┌──

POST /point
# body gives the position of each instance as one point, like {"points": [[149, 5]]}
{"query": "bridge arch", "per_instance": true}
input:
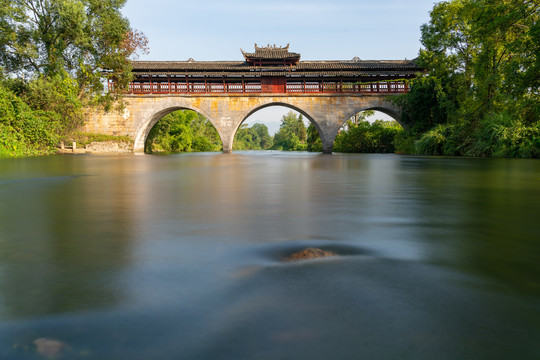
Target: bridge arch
{"points": [[253, 110], [149, 121]]}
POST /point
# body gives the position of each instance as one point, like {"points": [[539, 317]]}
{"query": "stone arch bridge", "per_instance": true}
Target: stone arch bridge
{"points": [[227, 92], [327, 112]]}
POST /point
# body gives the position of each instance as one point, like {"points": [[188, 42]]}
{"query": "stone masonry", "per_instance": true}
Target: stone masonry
{"points": [[328, 113]]}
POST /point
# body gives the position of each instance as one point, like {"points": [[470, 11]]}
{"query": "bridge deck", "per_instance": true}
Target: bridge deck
{"points": [[169, 87]]}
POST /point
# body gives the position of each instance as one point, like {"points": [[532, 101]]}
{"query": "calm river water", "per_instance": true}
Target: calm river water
{"points": [[180, 257]]}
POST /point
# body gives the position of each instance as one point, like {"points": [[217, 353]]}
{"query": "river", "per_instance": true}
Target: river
{"points": [[181, 257]]}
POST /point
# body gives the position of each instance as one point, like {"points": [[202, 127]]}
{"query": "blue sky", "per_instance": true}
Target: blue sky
{"points": [[318, 30]]}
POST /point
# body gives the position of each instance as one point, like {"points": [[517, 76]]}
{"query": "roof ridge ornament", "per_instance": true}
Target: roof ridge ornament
{"points": [[271, 47]]}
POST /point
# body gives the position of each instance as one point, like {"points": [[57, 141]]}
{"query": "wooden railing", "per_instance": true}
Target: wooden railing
{"points": [[389, 87]]}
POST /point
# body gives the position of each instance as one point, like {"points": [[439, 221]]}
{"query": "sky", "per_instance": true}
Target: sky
{"points": [[210, 30]]}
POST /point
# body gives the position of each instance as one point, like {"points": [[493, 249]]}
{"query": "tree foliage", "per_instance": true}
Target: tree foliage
{"points": [[23, 130], [54, 57], [76, 38], [364, 137], [483, 61], [183, 130], [292, 133], [252, 138]]}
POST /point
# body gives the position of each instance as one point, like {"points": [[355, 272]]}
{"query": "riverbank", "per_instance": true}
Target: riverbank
{"points": [[97, 147]]}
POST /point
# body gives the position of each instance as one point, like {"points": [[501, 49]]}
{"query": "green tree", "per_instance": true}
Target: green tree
{"points": [[77, 38], [483, 60], [252, 138], [292, 133], [313, 139], [24, 131], [183, 130], [368, 138]]}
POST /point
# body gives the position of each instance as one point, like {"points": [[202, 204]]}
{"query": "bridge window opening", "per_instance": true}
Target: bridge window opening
{"points": [[182, 131], [276, 128], [368, 131]]}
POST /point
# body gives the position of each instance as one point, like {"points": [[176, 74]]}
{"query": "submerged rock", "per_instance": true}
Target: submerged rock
{"points": [[50, 348], [309, 253]]}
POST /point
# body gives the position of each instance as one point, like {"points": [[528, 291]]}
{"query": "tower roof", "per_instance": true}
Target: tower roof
{"points": [[271, 54]]}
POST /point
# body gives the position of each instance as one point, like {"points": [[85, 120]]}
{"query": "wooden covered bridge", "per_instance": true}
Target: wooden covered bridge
{"points": [[227, 92]]}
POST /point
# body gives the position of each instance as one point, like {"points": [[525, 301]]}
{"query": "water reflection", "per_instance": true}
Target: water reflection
{"points": [[179, 257]]}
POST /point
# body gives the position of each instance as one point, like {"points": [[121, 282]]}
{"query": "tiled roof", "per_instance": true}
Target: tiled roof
{"points": [[233, 67], [271, 53]]}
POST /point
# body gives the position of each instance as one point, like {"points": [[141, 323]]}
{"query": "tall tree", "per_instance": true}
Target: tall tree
{"points": [[86, 39]]}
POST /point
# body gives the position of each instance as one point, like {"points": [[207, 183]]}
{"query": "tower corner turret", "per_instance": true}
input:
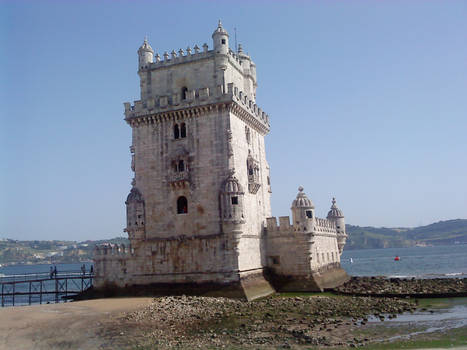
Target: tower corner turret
{"points": [[303, 212], [336, 215], [145, 55]]}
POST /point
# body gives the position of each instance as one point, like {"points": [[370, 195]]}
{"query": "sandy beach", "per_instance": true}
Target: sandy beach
{"points": [[74, 325]]}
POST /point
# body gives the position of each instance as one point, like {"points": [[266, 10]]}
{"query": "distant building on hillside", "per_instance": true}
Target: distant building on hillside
{"points": [[198, 213]]}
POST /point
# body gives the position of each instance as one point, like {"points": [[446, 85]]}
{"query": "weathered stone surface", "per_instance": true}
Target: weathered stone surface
{"points": [[198, 214]]}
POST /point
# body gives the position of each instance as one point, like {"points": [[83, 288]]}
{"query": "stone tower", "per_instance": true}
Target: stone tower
{"points": [[198, 212], [200, 196]]}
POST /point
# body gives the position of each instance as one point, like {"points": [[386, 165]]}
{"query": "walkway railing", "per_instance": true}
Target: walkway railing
{"points": [[26, 289]]}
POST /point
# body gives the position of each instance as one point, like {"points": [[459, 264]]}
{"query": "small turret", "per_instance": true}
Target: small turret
{"points": [[232, 201], [145, 54], [336, 215], [220, 40], [303, 212]]}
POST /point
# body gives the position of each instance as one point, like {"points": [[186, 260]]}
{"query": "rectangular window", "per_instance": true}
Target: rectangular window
{"points": [[274, 260]]}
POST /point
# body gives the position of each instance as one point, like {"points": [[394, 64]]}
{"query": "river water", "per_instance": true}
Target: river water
{"points": [[421, 262]]}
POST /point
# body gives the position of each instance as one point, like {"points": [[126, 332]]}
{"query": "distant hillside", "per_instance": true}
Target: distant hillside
{"points": [[439, 233], [46, 252]]}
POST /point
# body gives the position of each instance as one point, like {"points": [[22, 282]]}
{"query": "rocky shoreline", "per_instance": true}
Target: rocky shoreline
{"points": [[280, 321], [286, 320], [404, 287]]}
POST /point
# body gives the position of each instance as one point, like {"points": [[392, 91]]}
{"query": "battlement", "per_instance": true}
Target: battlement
{"points": [[196, 98], [284, 225], [108, 250], [190, 55], [320, 225]]}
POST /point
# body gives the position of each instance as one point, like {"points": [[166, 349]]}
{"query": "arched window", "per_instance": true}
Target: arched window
{"points": [[182, 205], [184, 91]]}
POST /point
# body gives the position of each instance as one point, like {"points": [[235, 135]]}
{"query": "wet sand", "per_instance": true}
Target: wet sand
{"points": [[73, 325]]}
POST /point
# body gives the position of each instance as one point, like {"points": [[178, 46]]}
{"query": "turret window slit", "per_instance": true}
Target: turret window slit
{"points": [[182, 205]]}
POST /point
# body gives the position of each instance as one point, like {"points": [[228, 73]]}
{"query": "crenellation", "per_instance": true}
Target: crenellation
{"points": [[200, 96]]}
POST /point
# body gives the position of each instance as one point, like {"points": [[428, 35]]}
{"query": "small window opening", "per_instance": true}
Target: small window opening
{"points": [[184, 91], [275, 260], [182, 205]]}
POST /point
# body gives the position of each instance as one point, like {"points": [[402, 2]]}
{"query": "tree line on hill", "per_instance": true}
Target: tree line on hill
{"points": [[46, 252]]}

└──

Pick out each line of the items above that contains the string "corner", and copy those lines.

* **Problem solution**:
{"query": "tower corner turret", "per_instance": true}
Target: tower corner turret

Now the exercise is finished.